Written task: Locate every line in the entries below that contains the string "dirt", and copy each of those lines in full, in the order they appear.

Data in this exercise:
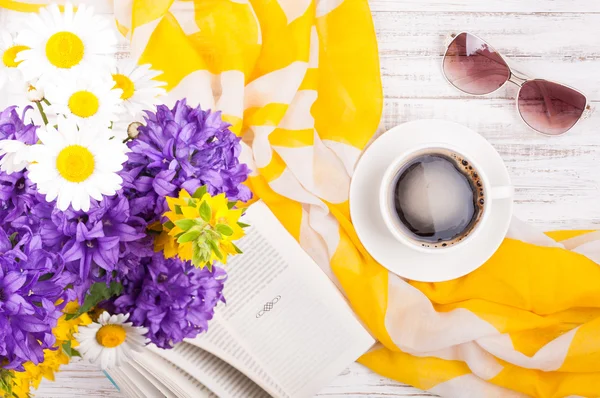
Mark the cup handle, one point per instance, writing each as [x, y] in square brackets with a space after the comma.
[503, 192]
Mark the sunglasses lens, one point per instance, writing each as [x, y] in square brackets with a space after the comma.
[550, 108]
[474, 67]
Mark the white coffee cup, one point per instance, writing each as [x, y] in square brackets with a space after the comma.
[391, 218]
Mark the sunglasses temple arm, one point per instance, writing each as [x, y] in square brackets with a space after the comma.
[448, 39]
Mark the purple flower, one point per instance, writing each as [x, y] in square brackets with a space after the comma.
[183, 147]
[17, 195]
[173, 299]
[16, 191]
[90, 243]
[13, 127]
[30, 285]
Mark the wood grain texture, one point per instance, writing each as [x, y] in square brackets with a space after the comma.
[556, 179]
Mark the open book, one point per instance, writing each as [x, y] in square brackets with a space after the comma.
[286, 330]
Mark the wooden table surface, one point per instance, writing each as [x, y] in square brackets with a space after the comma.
[557, 180]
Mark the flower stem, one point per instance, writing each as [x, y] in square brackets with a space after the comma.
[41, 109]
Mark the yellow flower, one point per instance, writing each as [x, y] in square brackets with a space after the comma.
[53, 359]
[200, 228]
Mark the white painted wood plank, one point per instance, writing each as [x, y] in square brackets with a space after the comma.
[421, 77]
[554, 35]
[454, 6]
[556, 178]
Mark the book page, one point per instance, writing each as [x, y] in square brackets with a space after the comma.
[175, 379]
[224, 345]
[142, 384]
[217, 375]
[284, 319]
[143, 374]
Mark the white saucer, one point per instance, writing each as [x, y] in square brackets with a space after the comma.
[378, 240]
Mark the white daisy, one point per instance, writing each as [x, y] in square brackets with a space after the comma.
[89, 101]
[14, 155]
[62, 43]
[9, 48]
[140, 89]
[72, 165]
[110, 341]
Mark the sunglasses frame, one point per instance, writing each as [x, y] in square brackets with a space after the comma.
[518, 78]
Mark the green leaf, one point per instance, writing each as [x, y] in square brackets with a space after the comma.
[215, 249]
[185, 224]
[188, 236]
[200, 192]
[237, 249]
[98, 292]
[205, 211]
[224, 229]
[70, 351]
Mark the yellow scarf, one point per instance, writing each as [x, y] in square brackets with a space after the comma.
[299, 80]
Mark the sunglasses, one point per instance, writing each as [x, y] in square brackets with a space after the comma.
[474, 67]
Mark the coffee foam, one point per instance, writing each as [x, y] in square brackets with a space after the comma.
[434, 197]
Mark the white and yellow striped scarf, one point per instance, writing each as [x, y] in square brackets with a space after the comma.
[299, 80]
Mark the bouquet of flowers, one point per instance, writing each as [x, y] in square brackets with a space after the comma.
[115, 210]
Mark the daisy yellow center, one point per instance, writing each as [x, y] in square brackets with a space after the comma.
[10, 55]
[84, 104]
[64, 50]
[111, 336]
[125, 84]
[75, 163]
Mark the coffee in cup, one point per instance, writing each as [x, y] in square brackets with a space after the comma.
[435, 198]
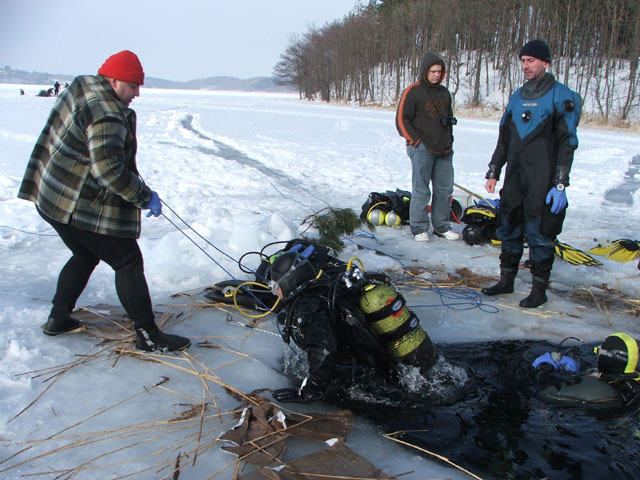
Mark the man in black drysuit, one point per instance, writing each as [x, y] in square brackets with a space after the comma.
[336, 313]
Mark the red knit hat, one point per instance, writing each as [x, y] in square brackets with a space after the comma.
[123, 66]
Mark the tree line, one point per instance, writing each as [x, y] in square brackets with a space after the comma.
[372, 54]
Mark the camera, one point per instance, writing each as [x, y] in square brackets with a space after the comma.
[448, 121]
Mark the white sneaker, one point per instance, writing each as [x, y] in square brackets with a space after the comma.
[449, 235]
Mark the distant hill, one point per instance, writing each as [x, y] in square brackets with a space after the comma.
[256, 84]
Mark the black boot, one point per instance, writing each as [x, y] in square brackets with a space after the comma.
[56, 326]
[540, 273]
[508, 271]
[505, 284]
[151, 339]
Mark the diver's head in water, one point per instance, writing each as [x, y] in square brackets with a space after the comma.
[618, 354]
[288, 272]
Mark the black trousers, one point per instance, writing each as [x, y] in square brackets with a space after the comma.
[121, 254]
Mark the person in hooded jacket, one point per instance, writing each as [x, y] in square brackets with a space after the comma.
[425, 119]
[537, 141]
[82, 177]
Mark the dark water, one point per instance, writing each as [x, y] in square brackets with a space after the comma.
[501, 430]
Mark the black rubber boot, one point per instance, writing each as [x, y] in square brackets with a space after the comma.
[66, 325]
[508, 271]
[505, 284]
[540, 273]
[537, 296]
[151, 339]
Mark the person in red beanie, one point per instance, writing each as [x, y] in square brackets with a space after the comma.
[83, 178]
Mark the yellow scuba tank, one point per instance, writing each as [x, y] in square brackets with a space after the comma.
[397, 327]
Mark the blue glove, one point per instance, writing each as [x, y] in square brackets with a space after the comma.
[558, 200]
[557, 361]
[154, 206]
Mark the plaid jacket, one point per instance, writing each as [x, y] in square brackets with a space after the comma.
[82, 170]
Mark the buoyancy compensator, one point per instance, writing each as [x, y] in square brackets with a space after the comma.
[397, 327]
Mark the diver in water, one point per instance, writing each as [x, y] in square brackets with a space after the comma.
[337, 314]
[615, 383]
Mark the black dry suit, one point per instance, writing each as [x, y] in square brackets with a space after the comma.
[338, 314]
[537, 141]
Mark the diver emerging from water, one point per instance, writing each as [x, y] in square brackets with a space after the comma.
[338, 314]
[615, 383]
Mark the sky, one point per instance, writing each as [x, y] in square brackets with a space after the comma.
[175, 40]
[245, 170]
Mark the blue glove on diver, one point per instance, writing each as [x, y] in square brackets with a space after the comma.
[557, 361]
[154, 206]
[558, 199]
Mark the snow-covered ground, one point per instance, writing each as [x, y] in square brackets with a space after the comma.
[244, 170]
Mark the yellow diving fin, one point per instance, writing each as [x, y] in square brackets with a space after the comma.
[621, 250]
[573, 255]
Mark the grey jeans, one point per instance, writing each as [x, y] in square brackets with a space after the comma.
[435, 170]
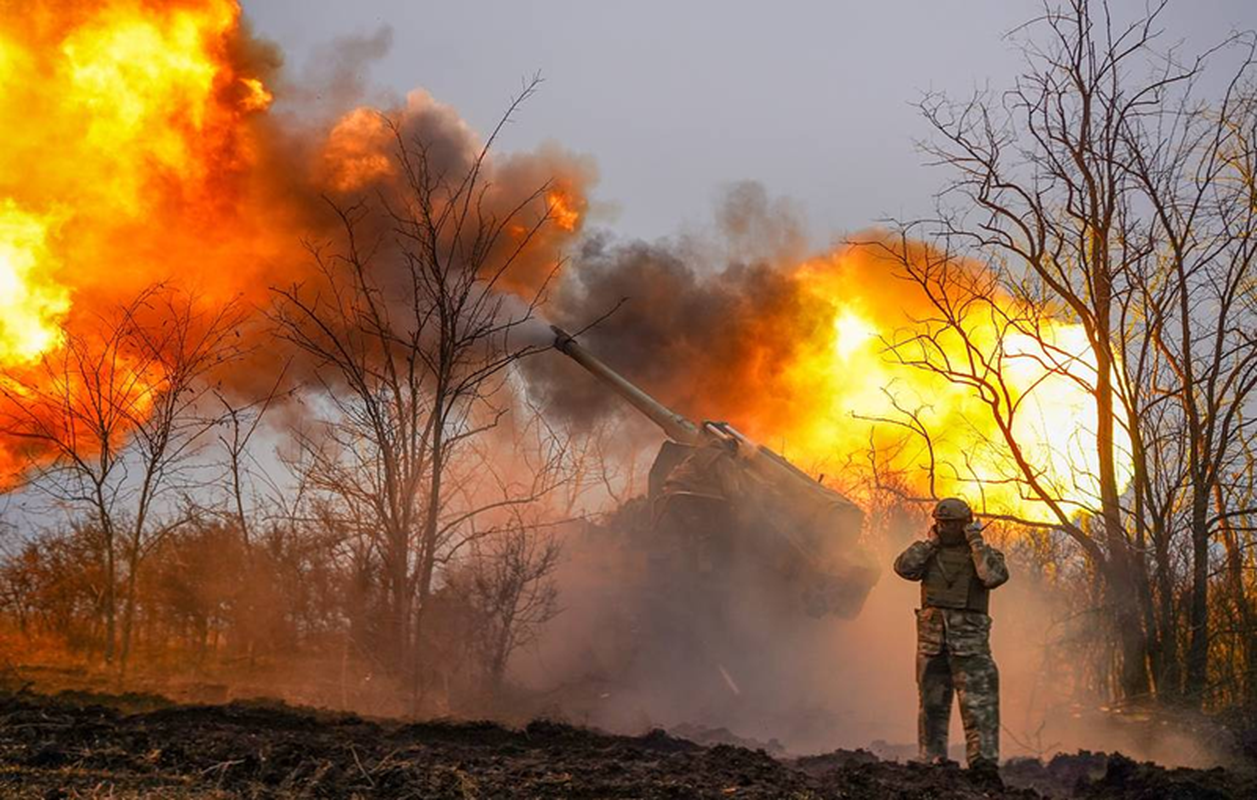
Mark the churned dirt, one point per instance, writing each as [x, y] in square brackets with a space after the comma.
[78, 745]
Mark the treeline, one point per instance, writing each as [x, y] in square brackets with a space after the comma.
[1113, 185]
[353, 472]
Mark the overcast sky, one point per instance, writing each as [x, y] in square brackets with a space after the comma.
[676, 100]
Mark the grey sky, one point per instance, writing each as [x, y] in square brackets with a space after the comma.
[675, 100]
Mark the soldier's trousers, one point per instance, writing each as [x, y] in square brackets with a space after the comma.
[976, 679]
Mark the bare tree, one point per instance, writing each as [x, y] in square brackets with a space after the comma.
[411, 337]
[1100, 191]
[112, 419]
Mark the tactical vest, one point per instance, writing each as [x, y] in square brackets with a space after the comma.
[952, 581]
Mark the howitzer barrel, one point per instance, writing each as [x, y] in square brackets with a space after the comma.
[675, 427]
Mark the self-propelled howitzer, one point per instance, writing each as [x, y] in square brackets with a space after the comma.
[710, 476]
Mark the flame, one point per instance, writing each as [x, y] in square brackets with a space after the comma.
[841, 390]
[140, 149]
[562, 210]
[30, 302]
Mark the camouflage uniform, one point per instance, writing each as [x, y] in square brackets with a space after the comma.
[953, 645]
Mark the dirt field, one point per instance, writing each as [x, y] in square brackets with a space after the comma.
[140, 746]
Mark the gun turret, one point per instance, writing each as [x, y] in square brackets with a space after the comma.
[820, 526]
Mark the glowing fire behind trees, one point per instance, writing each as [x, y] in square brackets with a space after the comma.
[140, 149]
[923, 374]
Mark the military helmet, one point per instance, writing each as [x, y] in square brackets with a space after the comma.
[953, 508]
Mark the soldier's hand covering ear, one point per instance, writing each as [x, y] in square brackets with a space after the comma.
[973, 533]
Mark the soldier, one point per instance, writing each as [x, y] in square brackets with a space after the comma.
[957, 571]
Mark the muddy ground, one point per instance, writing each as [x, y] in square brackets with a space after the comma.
[79, 745]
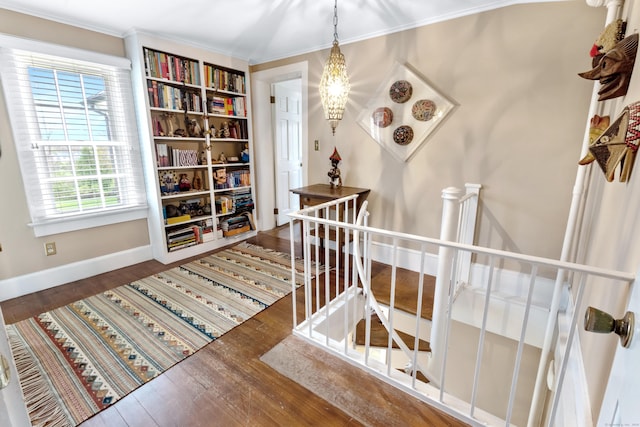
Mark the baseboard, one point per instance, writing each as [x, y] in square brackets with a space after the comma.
[33, 282]
[408, 259]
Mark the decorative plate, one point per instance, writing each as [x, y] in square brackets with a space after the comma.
[382, 117]
[400, 91]
[403, 135]
[424, 110]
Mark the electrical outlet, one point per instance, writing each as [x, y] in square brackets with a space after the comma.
[50, 248]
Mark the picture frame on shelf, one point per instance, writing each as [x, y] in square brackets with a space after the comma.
[404, 112]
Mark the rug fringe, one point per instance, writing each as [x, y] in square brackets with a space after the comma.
[42, 406]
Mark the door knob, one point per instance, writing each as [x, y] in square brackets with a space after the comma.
[601, 322]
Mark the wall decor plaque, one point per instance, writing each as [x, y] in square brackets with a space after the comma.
[404, 112]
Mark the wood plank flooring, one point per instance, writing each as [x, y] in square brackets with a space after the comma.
[225, 383]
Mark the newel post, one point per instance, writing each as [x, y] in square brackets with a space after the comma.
[448, 231]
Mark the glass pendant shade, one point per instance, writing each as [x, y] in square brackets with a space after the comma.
[334, 87]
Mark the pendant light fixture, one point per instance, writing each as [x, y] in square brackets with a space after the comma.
[334, 84]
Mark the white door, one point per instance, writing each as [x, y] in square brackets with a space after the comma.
[288, 137]
[620, 403]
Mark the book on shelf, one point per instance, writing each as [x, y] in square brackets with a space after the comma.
[178, 219]
[168, 156]
[163, 95]
[235, 179]
[224, 80]
[171, 67]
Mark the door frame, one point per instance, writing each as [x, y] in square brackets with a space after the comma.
[264, 140]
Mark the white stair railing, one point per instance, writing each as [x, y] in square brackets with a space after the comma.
[338, 296]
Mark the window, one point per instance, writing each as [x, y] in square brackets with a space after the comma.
[75, 132]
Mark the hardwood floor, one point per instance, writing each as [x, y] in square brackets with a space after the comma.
[226, 383]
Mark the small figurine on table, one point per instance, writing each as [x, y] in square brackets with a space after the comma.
[334, 174]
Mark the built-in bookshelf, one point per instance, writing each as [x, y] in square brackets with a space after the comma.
[193, 109]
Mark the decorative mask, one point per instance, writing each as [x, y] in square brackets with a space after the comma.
[618, 144]
[614, 69]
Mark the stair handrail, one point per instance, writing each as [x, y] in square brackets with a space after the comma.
[371, 299]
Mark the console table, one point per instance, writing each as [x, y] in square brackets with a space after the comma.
[315, 194]
[320, 193]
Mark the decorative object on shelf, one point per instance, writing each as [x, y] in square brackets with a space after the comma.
[598, 125]
[220, 176]
[618, 144]
[184, 184]
[225, 132]
[400, 91]
[614, 69]
[413, 122]
[196, 182]
[168, 183]
[334, 83]
[194, 129]
[172, 211]
[168, 119]
[382, 117]
[335, 180]
[244, 154]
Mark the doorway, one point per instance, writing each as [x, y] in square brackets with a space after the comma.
[288, 146]
[269, 194]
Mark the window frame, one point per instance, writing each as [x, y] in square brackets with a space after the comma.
[43, 225]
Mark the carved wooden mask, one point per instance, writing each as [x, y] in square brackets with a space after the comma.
[614, 69]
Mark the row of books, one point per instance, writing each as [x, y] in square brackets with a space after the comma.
[169, 156]
[224, 80]
[227, 106]
[238, 129]
[191, 235]
[237, 224]
[237, 178]
[165, 66]
[166, 96]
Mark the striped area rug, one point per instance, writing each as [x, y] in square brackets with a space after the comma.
[76, 360]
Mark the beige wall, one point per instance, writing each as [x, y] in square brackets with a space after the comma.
[23, 253]
[517, 131]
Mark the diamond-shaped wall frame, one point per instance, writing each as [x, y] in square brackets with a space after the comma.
[404, 111]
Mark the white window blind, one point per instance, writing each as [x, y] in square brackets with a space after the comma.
[75, 131]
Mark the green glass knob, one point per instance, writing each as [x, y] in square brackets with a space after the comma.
[598, 321]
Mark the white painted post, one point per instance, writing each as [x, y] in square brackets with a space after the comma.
[448, 231]
[467, 231]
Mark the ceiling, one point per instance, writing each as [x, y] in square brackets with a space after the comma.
[254, 30]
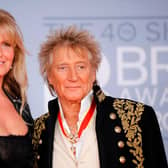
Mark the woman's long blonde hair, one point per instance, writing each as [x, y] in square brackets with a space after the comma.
[15, 81]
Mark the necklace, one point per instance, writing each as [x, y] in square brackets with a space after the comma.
[73, 138]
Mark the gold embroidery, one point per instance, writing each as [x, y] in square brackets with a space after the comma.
[130, 114]
[39, 126]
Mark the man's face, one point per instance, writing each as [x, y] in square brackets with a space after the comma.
[71, 75]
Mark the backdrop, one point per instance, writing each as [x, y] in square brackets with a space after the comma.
[134, 42]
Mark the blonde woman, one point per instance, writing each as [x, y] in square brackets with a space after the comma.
[15, 118]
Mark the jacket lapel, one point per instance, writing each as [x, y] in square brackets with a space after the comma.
[53, 110]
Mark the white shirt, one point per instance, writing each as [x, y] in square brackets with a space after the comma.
[86, 147]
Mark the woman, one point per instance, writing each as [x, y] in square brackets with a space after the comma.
[85, 128]
[15, 118]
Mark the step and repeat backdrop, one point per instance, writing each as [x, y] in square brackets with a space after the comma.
[134, 40]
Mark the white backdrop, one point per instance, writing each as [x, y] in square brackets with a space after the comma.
[134, 40]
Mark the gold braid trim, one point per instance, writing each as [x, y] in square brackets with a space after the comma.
[130, 114]
[39, 126]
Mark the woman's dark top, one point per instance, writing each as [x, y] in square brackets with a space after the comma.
[17, 151]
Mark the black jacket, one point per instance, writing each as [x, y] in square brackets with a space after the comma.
[127, 132]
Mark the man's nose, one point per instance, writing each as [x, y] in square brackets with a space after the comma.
[0, 50]
[73, 75]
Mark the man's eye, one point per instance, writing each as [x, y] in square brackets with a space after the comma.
[61, 68]
[81, 66]
[6, 44]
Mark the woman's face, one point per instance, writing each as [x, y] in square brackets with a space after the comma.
[71, 75]
[6, 55]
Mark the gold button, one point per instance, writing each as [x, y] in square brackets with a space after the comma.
[117, 129]
[112, 116]
[40, 141]
[122, 159]
[38, 157]
[121, 144]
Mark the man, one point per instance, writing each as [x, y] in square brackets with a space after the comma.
[85, 128]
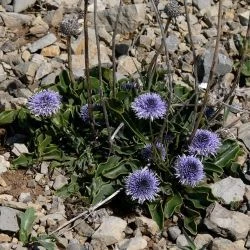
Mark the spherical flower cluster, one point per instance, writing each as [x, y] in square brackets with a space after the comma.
[172, 9]
[149, 105]
[70, 26]
[204, 143]
[129, 86]
[147, 151]
[142, 185]
[189, 170]
[44, 103]
[84, 113]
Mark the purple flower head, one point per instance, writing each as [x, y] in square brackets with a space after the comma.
[204, 143]
[44, 103]
[84, 113]
[149, 105]
[147, 151]
[142, 185]
[189, 170]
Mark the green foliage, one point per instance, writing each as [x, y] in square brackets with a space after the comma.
[98, 167]
[27, 221]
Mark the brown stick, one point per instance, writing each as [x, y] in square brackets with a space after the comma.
[87, 74]
[212, 71]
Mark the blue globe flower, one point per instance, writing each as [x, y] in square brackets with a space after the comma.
[189, 170]
[84, 113]
[142, 185]
[149, 106]
[204, 143]
[147, 151]
[44, 103]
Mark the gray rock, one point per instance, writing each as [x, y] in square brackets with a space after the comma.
[244, 134]
[8, 219]
[172, 43]
[49, 79]
[225, 244]
[60, 181]
[15, 20]
[149, 225]
[181, 241]
[224, 64]
[127, 65]
[83, 228]
[202, 241]
[20, 6]
[4, 164]
[19, 148]
[42, 42]
[111, 230]
[131, 17]
[25, 197]
[202, 4]
[244, 17]
[227, 223]
[43, 70]
[136, 243]
[229, 190]
[174, 232]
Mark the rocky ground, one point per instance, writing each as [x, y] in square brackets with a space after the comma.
[32, 54]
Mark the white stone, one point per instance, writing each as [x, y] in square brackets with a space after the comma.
[136, 243]
[226, 222]
[42, 42]
[111, 230]
[128, 65]
[151, 225]
[229, 190]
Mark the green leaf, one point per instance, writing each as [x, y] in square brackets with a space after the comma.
[109, 164]
[228, 152]
[27, 220]
[46, 241]
[173, 205]
[116, 106]
[8, 116]
[115, 171]
[100, 190]
[69, 189]
[24, 160]
[156, 212]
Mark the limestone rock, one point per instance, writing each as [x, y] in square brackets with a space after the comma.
[20, 6]
[227, 223]
[136, 243]
[42, 42]
[111, 230]
[150, 225]
[127, 65]
[225, 244]
[229, 190]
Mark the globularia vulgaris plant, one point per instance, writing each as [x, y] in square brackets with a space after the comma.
[138, 136]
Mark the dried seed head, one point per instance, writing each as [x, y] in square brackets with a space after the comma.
[172, 9]
[70, 26]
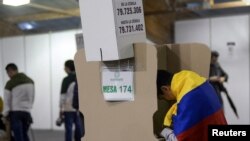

Solved exercise:
Mark the churned dirt, one point per instance, writing each as [x, y] in square brackets with a space after the comma.
Mark the dirt field, one point per instance, writing each as [x, y] in square brackets with a space after the comma.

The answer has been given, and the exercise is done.